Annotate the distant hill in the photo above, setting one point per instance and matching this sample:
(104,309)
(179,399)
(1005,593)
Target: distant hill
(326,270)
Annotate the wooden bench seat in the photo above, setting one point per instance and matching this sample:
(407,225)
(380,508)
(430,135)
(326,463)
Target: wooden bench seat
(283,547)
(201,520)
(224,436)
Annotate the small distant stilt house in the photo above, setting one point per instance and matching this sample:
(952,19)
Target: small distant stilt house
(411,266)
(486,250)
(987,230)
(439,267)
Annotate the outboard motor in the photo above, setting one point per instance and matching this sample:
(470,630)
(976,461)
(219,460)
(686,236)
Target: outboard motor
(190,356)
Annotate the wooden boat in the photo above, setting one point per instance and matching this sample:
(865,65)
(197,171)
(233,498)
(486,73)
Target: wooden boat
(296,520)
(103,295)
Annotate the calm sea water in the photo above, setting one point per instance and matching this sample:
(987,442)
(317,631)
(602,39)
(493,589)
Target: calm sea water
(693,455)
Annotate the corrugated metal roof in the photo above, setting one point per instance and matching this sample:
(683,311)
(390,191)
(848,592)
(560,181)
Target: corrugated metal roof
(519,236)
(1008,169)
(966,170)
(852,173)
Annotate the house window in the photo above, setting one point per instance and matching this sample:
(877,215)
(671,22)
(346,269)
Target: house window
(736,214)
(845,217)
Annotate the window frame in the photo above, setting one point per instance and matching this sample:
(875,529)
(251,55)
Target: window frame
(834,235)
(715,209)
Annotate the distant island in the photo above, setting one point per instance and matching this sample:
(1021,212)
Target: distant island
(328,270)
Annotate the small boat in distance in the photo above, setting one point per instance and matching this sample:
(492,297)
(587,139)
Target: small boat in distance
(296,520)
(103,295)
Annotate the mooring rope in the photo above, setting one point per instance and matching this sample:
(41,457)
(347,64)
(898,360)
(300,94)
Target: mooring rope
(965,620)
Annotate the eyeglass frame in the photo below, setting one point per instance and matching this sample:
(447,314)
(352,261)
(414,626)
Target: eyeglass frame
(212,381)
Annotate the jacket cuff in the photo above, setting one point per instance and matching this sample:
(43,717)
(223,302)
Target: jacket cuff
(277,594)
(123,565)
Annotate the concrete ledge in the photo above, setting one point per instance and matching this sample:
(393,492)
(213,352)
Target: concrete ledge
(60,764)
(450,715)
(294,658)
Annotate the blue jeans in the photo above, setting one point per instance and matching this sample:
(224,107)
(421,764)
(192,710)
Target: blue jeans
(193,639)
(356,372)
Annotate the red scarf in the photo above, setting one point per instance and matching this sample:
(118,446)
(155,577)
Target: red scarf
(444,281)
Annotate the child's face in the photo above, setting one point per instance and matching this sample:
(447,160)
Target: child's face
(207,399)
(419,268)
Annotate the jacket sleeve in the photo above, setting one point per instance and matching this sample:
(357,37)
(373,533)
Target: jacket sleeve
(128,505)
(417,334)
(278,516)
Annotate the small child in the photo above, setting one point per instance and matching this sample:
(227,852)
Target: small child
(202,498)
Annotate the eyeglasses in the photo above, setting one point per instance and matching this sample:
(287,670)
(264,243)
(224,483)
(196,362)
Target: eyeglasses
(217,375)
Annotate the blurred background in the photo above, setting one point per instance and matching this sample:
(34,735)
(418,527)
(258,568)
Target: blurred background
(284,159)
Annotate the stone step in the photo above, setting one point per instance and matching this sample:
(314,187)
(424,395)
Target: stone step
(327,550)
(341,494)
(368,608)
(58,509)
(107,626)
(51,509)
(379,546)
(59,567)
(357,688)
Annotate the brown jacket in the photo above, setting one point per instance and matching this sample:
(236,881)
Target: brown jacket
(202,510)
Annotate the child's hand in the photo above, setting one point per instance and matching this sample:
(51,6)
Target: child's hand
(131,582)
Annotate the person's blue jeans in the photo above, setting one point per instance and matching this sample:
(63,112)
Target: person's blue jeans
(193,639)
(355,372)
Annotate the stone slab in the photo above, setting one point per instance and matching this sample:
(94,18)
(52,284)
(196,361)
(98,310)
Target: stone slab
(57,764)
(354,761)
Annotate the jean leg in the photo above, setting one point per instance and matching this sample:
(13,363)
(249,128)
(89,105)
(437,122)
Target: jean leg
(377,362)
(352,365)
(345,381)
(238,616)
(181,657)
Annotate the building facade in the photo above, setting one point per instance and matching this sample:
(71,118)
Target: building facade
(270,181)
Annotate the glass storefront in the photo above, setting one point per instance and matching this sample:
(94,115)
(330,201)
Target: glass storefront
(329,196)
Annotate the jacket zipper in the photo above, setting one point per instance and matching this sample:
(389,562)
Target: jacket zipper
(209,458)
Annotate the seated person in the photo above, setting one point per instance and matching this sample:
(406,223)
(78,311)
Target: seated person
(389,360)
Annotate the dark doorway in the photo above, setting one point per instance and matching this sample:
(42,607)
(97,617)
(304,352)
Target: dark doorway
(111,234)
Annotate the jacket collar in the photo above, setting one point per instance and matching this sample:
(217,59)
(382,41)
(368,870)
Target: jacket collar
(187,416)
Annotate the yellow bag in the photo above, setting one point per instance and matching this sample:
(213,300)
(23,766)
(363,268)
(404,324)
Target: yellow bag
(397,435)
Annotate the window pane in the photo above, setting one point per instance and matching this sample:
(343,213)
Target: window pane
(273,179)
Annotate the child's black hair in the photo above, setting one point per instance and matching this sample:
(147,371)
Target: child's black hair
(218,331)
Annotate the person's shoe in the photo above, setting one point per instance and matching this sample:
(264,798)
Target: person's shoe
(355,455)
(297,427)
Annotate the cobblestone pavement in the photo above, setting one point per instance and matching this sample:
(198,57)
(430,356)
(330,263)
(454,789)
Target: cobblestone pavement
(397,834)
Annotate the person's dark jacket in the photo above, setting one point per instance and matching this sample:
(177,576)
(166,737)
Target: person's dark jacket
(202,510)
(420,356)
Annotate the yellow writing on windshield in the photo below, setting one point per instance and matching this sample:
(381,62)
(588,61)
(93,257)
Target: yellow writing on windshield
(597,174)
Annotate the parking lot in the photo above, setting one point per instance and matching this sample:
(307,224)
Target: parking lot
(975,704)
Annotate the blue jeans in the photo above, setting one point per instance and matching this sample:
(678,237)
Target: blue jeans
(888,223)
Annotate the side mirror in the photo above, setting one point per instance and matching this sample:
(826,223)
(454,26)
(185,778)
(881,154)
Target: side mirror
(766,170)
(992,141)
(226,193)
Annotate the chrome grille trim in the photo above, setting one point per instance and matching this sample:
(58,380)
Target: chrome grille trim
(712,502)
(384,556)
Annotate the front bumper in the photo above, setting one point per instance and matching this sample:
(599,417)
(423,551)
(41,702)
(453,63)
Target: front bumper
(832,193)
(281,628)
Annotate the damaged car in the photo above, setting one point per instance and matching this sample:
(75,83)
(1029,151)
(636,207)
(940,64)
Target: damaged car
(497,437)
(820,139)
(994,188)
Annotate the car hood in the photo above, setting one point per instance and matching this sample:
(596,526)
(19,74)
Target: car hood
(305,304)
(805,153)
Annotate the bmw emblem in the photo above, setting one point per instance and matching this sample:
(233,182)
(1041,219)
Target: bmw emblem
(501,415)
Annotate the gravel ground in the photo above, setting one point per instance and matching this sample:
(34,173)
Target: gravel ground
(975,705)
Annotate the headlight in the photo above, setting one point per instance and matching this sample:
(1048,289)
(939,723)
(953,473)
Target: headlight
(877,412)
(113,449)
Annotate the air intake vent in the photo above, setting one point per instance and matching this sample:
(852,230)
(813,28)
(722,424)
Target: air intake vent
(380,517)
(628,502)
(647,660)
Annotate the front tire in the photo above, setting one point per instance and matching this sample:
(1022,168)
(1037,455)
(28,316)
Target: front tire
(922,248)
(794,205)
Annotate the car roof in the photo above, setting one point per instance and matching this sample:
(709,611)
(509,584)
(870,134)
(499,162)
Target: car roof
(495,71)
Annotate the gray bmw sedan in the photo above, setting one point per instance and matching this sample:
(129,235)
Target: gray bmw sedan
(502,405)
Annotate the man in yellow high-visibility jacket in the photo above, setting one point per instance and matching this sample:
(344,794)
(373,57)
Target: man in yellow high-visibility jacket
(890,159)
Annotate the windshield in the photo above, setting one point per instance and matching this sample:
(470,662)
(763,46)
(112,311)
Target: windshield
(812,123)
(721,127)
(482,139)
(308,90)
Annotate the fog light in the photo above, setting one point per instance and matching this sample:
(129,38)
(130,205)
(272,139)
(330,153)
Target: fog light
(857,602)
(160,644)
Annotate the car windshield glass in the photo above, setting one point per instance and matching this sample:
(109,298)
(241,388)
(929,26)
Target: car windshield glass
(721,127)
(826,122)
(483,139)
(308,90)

------------------------------

Return, without any changes, the lines starting with the one containing "Annotate the man" and continuing to the last of the lines above.

Annotate the man in yellow high-visibility jacket in the photo above, setting one point per instance and matching this sample:
(344,794)
(373,57)
Target: man in yellow high-visibility jacket
(890,159)
Annotate the windshield in the photo above, setting one point per instance and matching this sample:
(470,662)
(763,46)
(112,311)
Target: windshield
(812,123)
(721,127)
(482,139)
(308,90)
Annotate the fog light in the photo above, setting one point per instance and matching this sample:
(129,38)
(130,205)
(272,139)
(330,153)
Target: fog light
(857,602)
(160,644)
Annotate the car windshield glass in the photo above, setting one point per instance and matching this sample:
(109,298)
(241,388)
(929,26)
Target: car windshield glass
(721,127)
(826,122)
(483,139)
(308,90)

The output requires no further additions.